From the first line to the last, retype everything below exactly, minus the pictures.

----- SUPPLIED RECORDS -----

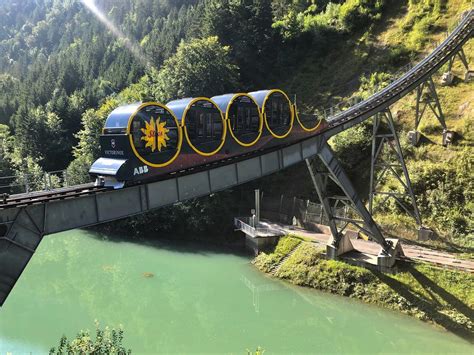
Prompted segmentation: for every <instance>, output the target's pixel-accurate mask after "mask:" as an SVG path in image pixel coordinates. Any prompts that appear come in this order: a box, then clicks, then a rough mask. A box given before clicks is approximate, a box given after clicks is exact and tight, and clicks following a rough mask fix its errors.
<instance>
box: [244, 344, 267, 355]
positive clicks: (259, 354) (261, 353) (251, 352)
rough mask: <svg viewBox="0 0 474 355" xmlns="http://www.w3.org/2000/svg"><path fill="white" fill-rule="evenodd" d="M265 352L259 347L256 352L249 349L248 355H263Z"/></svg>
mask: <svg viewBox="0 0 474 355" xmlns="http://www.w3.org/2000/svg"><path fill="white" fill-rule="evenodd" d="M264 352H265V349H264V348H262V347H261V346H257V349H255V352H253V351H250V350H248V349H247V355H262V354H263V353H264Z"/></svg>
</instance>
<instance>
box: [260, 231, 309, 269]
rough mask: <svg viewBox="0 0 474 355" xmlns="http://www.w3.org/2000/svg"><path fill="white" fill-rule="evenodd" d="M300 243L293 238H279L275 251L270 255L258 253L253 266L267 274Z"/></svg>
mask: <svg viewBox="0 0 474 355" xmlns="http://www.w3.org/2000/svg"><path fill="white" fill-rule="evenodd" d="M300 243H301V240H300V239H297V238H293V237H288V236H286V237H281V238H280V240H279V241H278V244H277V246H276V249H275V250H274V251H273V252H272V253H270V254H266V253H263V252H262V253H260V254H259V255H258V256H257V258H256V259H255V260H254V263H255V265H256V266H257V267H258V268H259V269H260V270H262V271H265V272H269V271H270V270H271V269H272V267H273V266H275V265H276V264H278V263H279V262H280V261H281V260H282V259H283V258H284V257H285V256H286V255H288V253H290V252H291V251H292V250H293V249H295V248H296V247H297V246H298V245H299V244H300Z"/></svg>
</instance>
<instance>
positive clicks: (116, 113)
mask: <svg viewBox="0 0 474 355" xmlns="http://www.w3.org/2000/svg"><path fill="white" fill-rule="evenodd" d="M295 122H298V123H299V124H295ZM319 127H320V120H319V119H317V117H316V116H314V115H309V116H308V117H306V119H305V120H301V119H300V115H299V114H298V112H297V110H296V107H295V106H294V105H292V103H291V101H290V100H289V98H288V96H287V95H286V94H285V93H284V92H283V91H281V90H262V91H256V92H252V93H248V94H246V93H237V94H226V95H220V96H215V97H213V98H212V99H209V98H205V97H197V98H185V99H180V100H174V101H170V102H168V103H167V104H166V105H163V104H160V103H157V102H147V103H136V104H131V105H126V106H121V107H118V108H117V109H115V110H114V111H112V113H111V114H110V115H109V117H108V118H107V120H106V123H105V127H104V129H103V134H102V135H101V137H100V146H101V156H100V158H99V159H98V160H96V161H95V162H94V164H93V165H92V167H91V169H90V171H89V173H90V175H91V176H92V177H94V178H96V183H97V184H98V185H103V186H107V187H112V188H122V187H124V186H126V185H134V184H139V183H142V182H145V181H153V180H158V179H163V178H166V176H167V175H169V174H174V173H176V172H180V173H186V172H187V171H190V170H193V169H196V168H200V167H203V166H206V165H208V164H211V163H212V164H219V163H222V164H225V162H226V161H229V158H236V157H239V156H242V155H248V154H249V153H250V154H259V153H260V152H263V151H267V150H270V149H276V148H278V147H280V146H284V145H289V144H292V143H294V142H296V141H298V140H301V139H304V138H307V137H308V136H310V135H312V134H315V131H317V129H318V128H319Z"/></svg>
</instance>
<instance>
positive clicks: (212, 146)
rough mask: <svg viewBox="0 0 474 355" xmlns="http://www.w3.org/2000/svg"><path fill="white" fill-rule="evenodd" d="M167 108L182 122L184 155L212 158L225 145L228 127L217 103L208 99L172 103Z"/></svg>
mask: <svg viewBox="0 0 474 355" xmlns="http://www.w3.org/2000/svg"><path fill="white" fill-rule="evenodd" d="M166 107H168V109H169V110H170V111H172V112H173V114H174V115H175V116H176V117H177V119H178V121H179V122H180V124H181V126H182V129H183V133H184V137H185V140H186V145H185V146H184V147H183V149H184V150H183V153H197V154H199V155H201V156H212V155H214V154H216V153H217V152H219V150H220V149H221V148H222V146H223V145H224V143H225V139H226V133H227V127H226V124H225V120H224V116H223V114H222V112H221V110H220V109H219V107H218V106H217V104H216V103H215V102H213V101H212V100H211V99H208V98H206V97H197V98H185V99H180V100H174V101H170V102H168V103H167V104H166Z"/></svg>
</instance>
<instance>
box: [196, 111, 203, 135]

-----

#### [EXPECTED ANSWER]
Prompted segmentation: for every <instance>, output the target's pixel-accurate mask after "mask:" as an SVG path in image pixel coordinates. Any prompts that appear come in this order: a box, then clicks, then a rough mask. A box given before clicks is approximate, a box given after clicks is exact and tight, and clicks following a rough mask fix its errors.
<instance>
box: [244, 344, 267, 355]
positive clicks: (259, 354) (261, 353) (251, 352)
rough mask: <svg viewBox="0 0 474 355" xmlns="http://www.w3.org/2000/svg"><path fill="white" fill-rule="evenodd" d="M265 352L259 347L256 352L249 349L248 355H263Z"/></svg>
mask: <svg viewBox="0 0 474 355" xmlns="http://www.w3.org/2000/svg"><path fill="white" fill-rule="evenodd" d="M264 352H265V349H264V348H262V347H261V346H257V349H255V352H253V351H250V350H248V349H247V355H262V354H263V353H264Z"/></svg>
</instance>
<instance>
box: [260, 231, 309, 269]
rough mask: <svg viewBox="0 0 474 355" xmlns="http://www.w3.org/2000/svg"><path fill="white" fill-rule="evenodd" d="M300 243L293 238H279L275 251L270 255L258 253L253 266L267 274Z"/></svg>
mask: <svg viewBox="0 0 474 355" xmlns="http://www.w3.org/2000/svg"><path fill="white" fill-rule="evenodd" d="M300 243H301V240H300V239H297V238H293V237H288V236H286V237H281V238H280V240H279V241H278V244H277V246H276V249H275V250H274V251H273V252H272V253H270V254H266V253H263V252H262V253H260V254H259V255H258V256H257V258H256V259H255V260H254V263H255V265H256V266H257V267H258V268H259V269H260V270H262V271H265V272H269V271H270V270H271V269H272V267H273V266H275V265H276V264H278V263H279V262H280V261H281V260H282V259H283V258H284V257H285V256H286V255H288V253H290V252H291V251H292V250H293V249H295V248H296V247H297V246H298V245H299V244H300Z"/></svg>
</instance>
<instance>
positive clicks: (116, 113)
mask: <svg viewBox="0 0 474 355" xmlns="http://www.w3.org/2000/svg"><path fill="white" fill-rule="evenodd" d="M295 122H298V123H299V124H295ZM319 127H320V120H319V119H317V117H316V116H314V115H309V116H308V117H306V119H305V120H301V119H300V115H299V114H298V112H297V110H296V107H295V106H294V105H292V103H291V101H290V100H289V98H288V96H287V95H286V94H285V93H284V92H283V91H281V90H262V91H256V92H252V93H248V94H246V93H237V94H226V95H220V96H215V97H213V98H212V99H209V98H205V97H197V98H185V99H180V100H174V101H170V102H168V103H167V104H166V105H163V104H160V103H157V102H147V103H136V104H131V105H126V106H121V107H118V108H117V109H115V110H114V111H112V113H111V114H110V115H109V117H108V118H107V120H106V123H105V127H104V129H103V134H102V135H101V137H100V146H101V156H100V158H99V159H98V160H96V161H95V162H94V164H93V165H92V167H91V169H90V171H89V173H90V175H91V176H92V177H94V178H96V183H97V184H98V185H103V186H107V187H112V188H122V187H124V186H126V185H134V184H139V183H142V182H145V181H153V180H158V179H163V178H166V176H167V175H169V174H174V173H176V172H180V173H186V172H187V171H190V170H193V169H196V168H200V167H203V166H206V165H208V164H211V163H212V164H219V163H222V164H225V162H226V161H229V158H236V157H239V156H242V155H248V154H249V153H250V154H259V153H260V152H263V151H267V150H270V149H276V148H278V147H280V146H284V145H289V144H292V143H294V142H296V141H298V140H301V139H304V138H307V137H308V136H310V135H312V134H315V131H317V129H318V128H319Z"/></svg>
</instance>
<instance>
positive clicks: (212, 146)
rough mask: <svg viewBox="0 0 474 355" xmlns="http://www.w3.org/2000/svg"><path fill="white" fill-rule="evenodd" d="M167 108L182 122L184 155L212 158L225 145L228 127L217 103L208 99L172 103Z"/></svg>
mask: <svg viewBox="0 0 474 355" xmlns="http://www.w3.org/2000/svg"><path fill="white" fill-rule="evenodd" d="M166 107H168V109H169V110H170V111H172V112H173V114H174V115H175V116H176V117H177V119H178V121H179V122H180V124H181V126H182V129H183V133H184V137H185V140H186V145H185V146H184V147H183V149H184V150H183V153H197V154H199V155H201V156H212V155H214V154H216V153H217V152H219V150H220V149H221V148H222V146H223V145H224V143H225V139H226V133H227V127H226V124H225V120H224V116H223V114H222V112H221V110H220V109H219V107H218V106H217V104H216V103H215V102H213V101H212V100H211V99H208V98H206V97H197V98H185V99H180V100H174V101H170V102H168V103H167V104H166Z"/></svg>
</instance>
<instance>
box: [196, 111, 203, 135]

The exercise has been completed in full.